___ DATA

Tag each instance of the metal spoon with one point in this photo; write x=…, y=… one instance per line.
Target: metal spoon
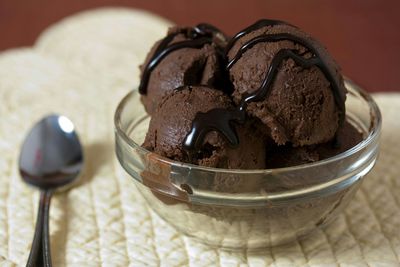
x=51, y=157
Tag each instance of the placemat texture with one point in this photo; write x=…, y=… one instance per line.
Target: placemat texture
x=82, y=67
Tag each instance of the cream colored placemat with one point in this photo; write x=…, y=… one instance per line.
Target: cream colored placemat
x=81, y=67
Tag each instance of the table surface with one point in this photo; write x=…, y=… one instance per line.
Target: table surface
x=363, y=36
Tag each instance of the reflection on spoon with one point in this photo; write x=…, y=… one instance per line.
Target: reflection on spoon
x=51, y=157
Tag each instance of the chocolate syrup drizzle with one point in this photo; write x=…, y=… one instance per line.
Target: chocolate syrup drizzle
x=223, y=120
x=198, y=36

______

**PROBLEM REQUIREMENTS**
Lay out every line of the items above as a Markdown table with the columns Row and Line, numbering each row and skipping blank lines. Leave the pictures out.

**FULL RESPONSE**
| Row | Line |
|---|---|
| 1 | Tag each instance of the metal spoon with one point in this photo; write x=…, y=… one instance per line. |
| 2 | Target: metal spoon |
| 3 | x=51, y=157 |
| 4 | Tag each instance of the placemat texture with one point in this photo; write x=…, y=… one instance per line. |
| 5 | Target: placemat texture |
| 6 | x=82, y=67 |
| 7 | Tag each instance of the cream colored placemat with one point in this photo; write x=…, y=… one instance per line. |
| 8 | Target: cream colored placemat |
| 9 | x=81, y=67 |
| 10 | Tag each instance of the table surface with one point in this photo; write x=…, y=… one instance per line. |
| 11 | Target: table surface |
| 12 | x=363, y=36 |
| 13 | Tag each instance of the reflection on spoon with one point in this photo; write x=…, y=… one instance per line. |
| 14 | Target: reflection on spoon |
| 15 | x=51, y=157 |
| 16 | Tag each instance of the chocolate syrup drizzle with one point in this photo; write x=…, y=… one instance per line. |
| 17 | Target: chocolate syrup drizzle |
| 18 | x=223, y=120 |
| 19 | x=198, y=36 |